TASK DESCRIPTION:
From the entries underneath, give the number of lines holding the word "motorcycle", without any other words.

SOURCE INFORMATION:
┌──
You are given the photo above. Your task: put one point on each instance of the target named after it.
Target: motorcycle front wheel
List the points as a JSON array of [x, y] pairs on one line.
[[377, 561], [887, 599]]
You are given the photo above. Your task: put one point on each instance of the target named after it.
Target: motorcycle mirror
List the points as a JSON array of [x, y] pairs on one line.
└──
┌──
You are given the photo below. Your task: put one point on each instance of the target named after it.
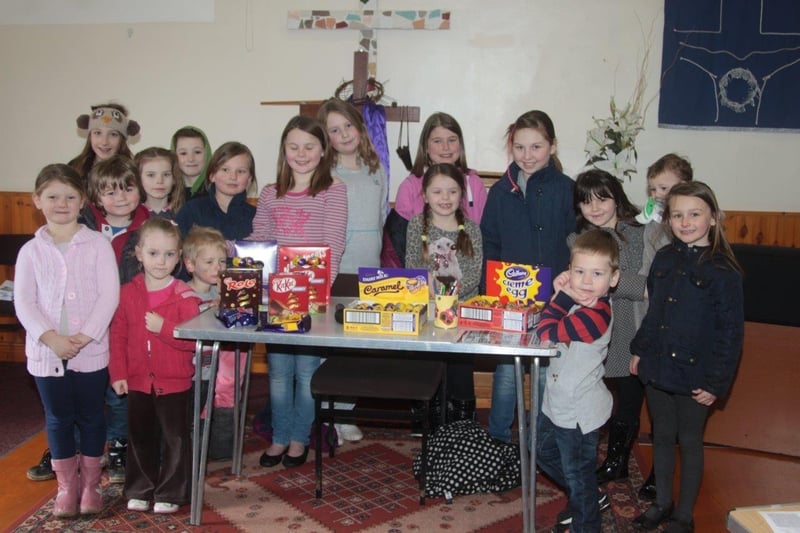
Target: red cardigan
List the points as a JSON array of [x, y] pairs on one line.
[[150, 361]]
└──
┌──
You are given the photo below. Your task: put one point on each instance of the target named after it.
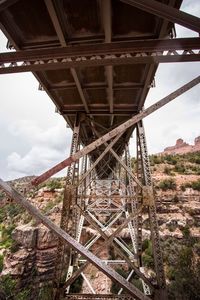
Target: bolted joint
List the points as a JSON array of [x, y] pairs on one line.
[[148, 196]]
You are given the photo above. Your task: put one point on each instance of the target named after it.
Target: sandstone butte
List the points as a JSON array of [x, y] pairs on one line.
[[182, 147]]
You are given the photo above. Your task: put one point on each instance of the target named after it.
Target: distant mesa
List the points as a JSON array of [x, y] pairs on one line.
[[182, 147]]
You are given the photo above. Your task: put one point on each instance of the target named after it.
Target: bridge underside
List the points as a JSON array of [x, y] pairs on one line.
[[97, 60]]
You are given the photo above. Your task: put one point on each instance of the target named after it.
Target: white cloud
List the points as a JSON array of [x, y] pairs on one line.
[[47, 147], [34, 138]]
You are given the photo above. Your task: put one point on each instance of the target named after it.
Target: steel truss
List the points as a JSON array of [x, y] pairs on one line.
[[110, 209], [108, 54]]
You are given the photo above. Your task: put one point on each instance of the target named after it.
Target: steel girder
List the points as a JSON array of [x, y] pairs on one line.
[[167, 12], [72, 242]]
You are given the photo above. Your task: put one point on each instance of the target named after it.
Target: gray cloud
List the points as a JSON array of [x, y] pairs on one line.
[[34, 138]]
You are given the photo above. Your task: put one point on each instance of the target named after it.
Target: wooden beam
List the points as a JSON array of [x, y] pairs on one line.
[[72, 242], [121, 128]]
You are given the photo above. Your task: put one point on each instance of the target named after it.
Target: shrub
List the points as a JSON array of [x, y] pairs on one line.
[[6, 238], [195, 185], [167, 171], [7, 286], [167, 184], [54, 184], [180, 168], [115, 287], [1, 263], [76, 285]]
└──
SOLUTION FOR THIS EXERCISE:
2